* DOCUMENT PASSAGE
BEGIN
On any given day, approximately 1 in 31 U.S. hospital patients has at least one healthcare-associated infection (HAI), according to the CDC. These infections represent one of the most serious patient safety challenges in American healthcare.

Common HAI Types

  • CLABSIs — central line bloodstream infections; account for 10,000+ deaths annually
  • CAUTIs — catheter-associated urinary tract infections; most common HAI type
  • Surgical Site Infections (SSIs)
  • Ventilator-Associated Events (VAEs)
END
Please continue the passage on healthcare-associated infections from the point where it stops. The records after this point come from a different source.

* RECORDS SHOWN
BEGIN
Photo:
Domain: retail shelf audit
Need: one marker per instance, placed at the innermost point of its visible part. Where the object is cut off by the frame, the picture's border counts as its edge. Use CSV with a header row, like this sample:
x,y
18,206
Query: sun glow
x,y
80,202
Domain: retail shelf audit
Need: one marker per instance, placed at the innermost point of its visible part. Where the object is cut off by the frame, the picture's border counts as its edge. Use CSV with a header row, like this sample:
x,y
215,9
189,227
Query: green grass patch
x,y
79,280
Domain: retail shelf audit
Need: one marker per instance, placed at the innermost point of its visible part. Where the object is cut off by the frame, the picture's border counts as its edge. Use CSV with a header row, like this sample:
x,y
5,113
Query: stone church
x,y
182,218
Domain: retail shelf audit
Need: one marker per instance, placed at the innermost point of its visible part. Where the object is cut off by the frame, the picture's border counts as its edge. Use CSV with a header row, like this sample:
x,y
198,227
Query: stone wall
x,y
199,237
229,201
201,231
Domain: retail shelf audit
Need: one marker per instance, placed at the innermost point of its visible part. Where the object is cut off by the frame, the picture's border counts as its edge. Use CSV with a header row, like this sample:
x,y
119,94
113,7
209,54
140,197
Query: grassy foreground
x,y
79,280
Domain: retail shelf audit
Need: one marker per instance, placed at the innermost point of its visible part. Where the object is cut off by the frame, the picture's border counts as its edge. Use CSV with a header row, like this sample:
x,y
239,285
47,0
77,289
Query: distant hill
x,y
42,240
END
BEGIN
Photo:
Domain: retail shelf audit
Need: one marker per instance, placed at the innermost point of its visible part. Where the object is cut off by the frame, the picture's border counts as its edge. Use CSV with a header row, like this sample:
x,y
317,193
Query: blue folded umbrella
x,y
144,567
END
* RESPONSE BOX
  • C. difficile — severe diarrhea, especially after antibiotics
  • MRSA — drug-resistant staph infections
"Rigorous adherence to prevention guidelines could reduce HAI incidence by 70%." — CDC

🏥 Required Hospital Prevention Measures

  • Hand hygiene programs with compliance monitoring
  • Evidence-based CLABSI and CAUTI prevention bundles
  • Contact precautions for drug-resistant organisms
  • Environmental cleaning and disinfection protocols
  • Antibiotic stewardship programs
  • HAI reporting to CDC's NHSN database

How to Protect Yourself

  1. Ask all providers to sanitize hands before touching you
  2. Ask when catheters or IV lines can be removed — unnecessary prolonged use increases risk
  3. Report fever, redness, or discharge at any wound or device site immediately
  4. Complete antibiotic courses as prescribed

Check Your Hospital's Rates

HAI rates for U.S. hospitals are publicly available at medicare.gov/care-compare and through the CDC's NHSN. Before an elective procedure, compare your hospital's infection rates to national benchmarks.